*Reading text*:
Student Government voted on Tuesday to keep the Star-Spangled Banner in the Commencement ceremony.

Let's be blunt

Getting busted for a drug crime can cost you your federal financial aid.

No rules against drones at Highline

For the last few years, the Federal Aviation Administration has been battling with consumers on the subject of drones.

Student passes out in North Parking Lot

An older student was found unconscious in the North Parking Lot on April 13 by Public Safety. Reports were that the individual tripped and fell, hitting their head on the pavement. The student was then transported to a nearby hospital for further treatment.

Honda filtched

A 1997 Honda Civic was stolen in the South Lot on April 13 at 1:20 p.m. Des Moines Police showed up on scene and took a report. It is unknown if the vehicle was ever found. Public Safety advises students with a 1990 to early 2000 Honda Civic or Accord models to purchase a wheel lock because those cars are easy money makers for thieves. Some Honda models have few universal keys, making those cars very accessible too.

*Data records*:
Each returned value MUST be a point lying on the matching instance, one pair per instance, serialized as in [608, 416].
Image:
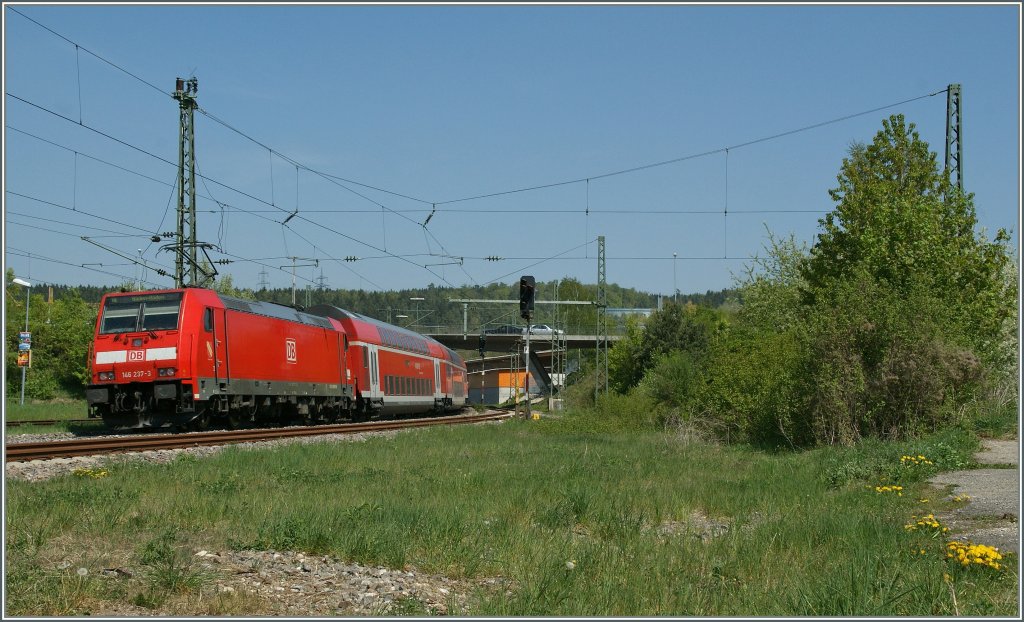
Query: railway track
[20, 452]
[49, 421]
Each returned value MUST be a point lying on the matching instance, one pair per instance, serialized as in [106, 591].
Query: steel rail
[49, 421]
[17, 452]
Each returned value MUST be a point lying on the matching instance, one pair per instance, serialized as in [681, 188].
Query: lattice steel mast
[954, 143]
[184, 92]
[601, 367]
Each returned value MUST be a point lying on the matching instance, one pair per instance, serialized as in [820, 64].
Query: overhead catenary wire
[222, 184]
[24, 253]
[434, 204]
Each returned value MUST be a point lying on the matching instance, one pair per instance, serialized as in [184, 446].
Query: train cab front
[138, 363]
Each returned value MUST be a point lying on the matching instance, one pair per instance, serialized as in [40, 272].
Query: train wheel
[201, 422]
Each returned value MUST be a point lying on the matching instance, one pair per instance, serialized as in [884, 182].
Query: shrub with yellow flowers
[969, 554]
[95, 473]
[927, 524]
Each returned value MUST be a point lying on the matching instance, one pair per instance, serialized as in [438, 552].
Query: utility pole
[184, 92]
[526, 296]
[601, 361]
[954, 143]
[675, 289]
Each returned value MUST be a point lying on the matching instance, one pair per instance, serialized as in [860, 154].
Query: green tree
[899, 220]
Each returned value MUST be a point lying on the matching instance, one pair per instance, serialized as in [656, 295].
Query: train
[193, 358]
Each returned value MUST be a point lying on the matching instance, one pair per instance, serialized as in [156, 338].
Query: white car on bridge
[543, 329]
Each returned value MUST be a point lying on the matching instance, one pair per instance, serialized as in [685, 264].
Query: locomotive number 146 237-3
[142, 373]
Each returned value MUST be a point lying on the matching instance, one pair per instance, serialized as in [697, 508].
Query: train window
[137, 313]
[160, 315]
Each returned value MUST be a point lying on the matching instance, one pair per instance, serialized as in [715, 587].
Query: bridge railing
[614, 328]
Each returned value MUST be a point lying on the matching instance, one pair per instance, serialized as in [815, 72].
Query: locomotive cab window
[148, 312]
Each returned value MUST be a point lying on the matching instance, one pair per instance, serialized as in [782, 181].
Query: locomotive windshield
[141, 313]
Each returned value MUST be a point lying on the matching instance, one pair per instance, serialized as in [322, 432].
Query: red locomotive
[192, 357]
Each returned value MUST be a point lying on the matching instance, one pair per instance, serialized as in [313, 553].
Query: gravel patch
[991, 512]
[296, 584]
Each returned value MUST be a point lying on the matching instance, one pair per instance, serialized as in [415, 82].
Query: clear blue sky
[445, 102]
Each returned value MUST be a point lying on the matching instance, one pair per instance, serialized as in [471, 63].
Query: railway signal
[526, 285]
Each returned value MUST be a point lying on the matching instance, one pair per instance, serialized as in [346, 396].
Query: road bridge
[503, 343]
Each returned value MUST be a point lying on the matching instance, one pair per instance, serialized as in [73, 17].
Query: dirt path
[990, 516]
==
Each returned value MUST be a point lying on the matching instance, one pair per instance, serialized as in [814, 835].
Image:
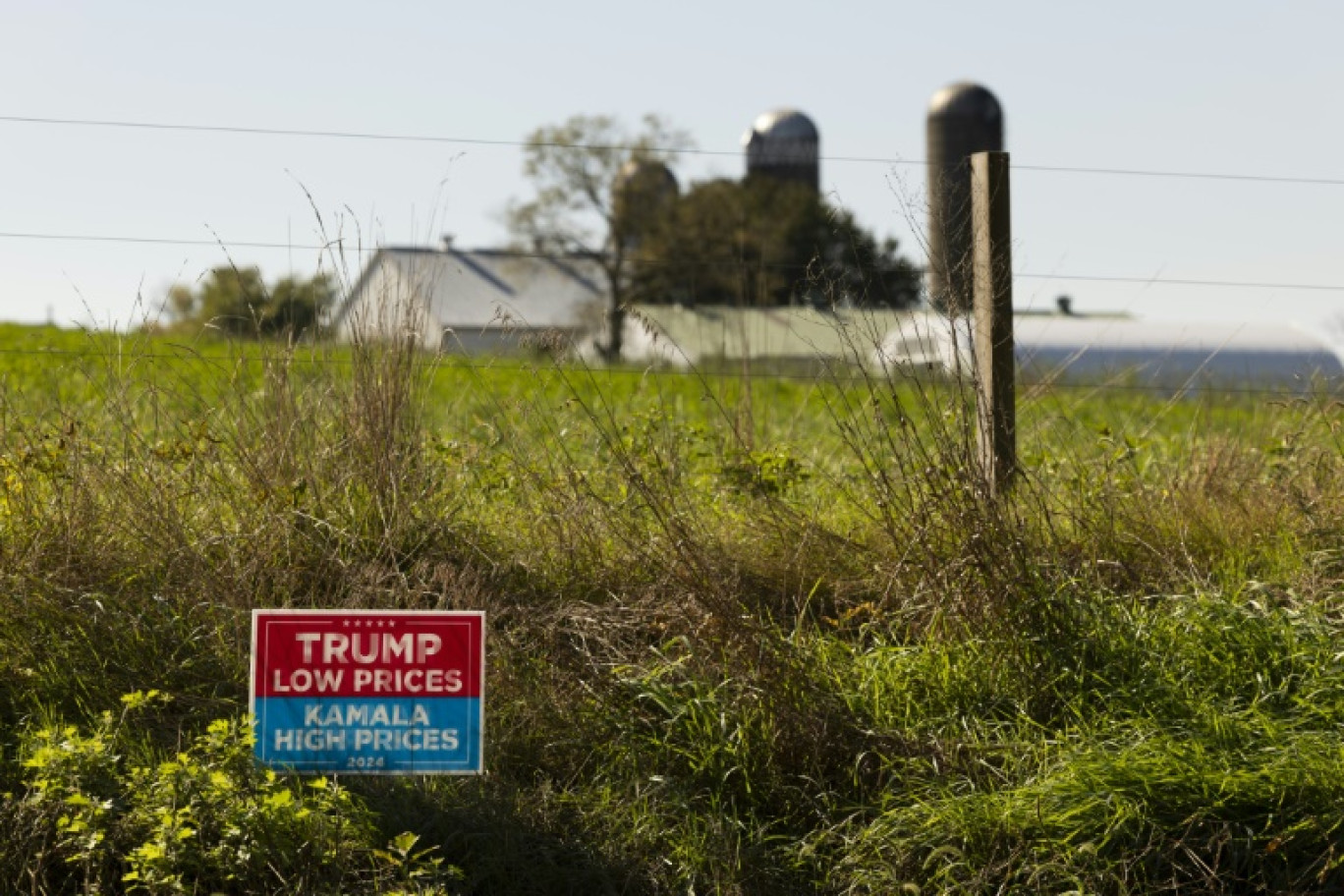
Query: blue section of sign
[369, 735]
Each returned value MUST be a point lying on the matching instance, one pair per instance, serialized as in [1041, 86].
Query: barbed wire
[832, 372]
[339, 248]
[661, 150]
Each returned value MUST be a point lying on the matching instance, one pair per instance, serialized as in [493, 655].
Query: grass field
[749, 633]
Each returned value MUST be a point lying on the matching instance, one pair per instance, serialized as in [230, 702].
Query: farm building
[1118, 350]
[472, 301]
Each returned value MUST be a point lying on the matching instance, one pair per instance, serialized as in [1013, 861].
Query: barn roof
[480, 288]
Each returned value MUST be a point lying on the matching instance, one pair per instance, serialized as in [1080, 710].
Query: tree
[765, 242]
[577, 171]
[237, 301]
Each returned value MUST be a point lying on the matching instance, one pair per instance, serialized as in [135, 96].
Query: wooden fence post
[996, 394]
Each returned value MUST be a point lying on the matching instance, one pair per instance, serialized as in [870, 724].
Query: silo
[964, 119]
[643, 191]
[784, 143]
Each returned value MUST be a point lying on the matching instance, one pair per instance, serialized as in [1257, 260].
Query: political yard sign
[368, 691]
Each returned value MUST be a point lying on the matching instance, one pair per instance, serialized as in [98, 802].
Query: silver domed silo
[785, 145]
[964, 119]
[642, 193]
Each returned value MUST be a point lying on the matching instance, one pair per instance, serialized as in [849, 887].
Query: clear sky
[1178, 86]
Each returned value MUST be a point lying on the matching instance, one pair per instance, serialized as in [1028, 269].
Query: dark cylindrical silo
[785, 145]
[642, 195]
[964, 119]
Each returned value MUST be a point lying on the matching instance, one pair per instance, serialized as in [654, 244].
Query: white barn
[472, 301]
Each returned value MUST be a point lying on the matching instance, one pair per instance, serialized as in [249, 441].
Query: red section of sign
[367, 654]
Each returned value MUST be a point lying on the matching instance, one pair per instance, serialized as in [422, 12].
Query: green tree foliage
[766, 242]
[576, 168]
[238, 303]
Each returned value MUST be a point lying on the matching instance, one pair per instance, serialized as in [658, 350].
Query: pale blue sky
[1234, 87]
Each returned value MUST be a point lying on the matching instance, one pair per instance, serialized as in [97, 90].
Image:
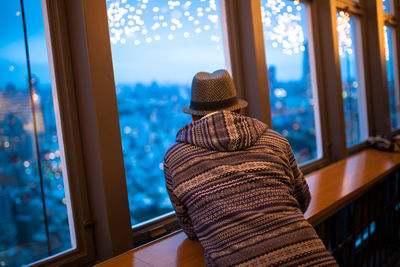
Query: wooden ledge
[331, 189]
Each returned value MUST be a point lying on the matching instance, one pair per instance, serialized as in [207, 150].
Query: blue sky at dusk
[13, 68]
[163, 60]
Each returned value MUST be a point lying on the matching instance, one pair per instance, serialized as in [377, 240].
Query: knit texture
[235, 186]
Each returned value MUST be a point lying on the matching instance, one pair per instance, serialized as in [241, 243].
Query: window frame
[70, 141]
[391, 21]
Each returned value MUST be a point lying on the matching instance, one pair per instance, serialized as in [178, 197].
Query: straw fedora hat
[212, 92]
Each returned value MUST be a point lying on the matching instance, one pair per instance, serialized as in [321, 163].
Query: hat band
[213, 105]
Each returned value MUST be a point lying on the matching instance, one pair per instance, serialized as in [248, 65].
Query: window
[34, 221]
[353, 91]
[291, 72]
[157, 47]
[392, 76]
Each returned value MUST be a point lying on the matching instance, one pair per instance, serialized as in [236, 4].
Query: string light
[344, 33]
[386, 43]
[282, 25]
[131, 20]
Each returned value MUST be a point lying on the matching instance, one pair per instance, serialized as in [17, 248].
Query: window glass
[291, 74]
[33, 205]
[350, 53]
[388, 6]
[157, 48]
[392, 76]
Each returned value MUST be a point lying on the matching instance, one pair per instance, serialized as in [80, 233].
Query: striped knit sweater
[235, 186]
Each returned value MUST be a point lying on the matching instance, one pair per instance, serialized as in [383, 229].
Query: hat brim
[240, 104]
--
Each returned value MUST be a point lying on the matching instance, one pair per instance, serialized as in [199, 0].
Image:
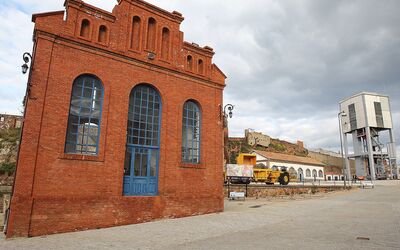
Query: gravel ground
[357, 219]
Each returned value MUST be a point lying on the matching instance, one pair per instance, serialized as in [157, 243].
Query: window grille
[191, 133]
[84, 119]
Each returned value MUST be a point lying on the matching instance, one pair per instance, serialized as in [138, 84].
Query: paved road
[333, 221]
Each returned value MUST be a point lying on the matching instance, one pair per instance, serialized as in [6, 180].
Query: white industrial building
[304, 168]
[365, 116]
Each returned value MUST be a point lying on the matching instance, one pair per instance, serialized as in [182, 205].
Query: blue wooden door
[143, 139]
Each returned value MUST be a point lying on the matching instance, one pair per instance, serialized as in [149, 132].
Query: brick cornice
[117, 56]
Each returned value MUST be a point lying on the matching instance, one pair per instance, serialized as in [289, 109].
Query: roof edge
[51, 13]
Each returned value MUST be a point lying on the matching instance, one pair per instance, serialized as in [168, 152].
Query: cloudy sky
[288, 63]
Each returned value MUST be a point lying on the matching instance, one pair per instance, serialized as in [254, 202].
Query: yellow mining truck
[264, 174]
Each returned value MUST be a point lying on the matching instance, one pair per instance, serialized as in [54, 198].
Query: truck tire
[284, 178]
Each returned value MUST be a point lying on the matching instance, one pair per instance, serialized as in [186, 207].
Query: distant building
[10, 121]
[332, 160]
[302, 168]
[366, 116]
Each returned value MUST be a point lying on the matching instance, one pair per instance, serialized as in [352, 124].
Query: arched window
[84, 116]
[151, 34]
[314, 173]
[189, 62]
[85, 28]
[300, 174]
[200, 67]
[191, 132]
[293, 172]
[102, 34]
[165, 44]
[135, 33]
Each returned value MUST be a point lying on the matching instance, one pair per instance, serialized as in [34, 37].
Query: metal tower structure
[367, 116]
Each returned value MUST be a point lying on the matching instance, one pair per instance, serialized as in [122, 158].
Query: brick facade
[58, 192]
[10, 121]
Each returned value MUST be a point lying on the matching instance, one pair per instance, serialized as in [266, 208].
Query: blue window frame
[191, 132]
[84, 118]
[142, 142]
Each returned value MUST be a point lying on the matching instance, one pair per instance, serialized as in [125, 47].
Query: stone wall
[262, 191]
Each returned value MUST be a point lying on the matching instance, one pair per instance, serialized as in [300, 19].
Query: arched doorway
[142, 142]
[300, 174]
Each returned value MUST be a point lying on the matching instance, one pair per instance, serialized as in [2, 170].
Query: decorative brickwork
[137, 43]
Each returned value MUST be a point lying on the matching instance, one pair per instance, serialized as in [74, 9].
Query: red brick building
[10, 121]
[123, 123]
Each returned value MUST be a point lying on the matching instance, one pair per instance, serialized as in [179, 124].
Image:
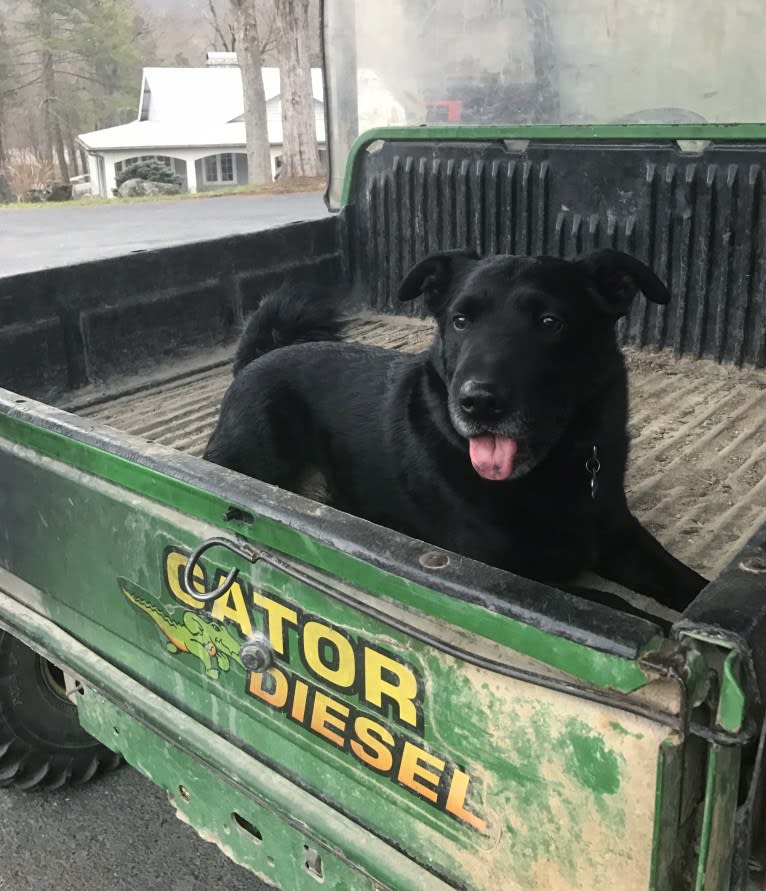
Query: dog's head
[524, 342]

*Required work*:
a) List every government body or office named in the campus news text.
b) Continue the campus news text, starting after its last sentence.
The data records have no role in this work.

*Answers for the exercise*:
a) Student Government, the Federal Aviation Administration, Public Safety, Des Moines Police

b)
An epic epi-flub

A nursing student accidently injected himself at 9:10 a.m. on April 14 with a real epi-pen in class when he intended to use a prop. A medical call was placed and the student was checked out by medics. The individual did not suffer from any complications and made a full recovery, according to Public Safety.

Way too buzzed

An intoxicated male was found by Public Safety locked out of his vehicle in the South Lot on April 14 at 6 a.m. Des Moines Police responded and the man cooperated with authorities. The man said he was having a dispute with a roommate and he was trying to get away. Des Moines Police offered to drive the man home, but he declined and a friend of the man picked him up. The man was not indicted by police.

Write with power and precision

The Writing Center wants to help you learn how to write in your own way effectively. Today is their last workshop of the week, it will be from 11 a.m. to noon. The event will have hands-on activities and one-on-one time with tutors to explore the writing process. The Writing Center will also offer sign-up sheets for future tutoring sessions with one of their tutors along with information with up and coming workshops.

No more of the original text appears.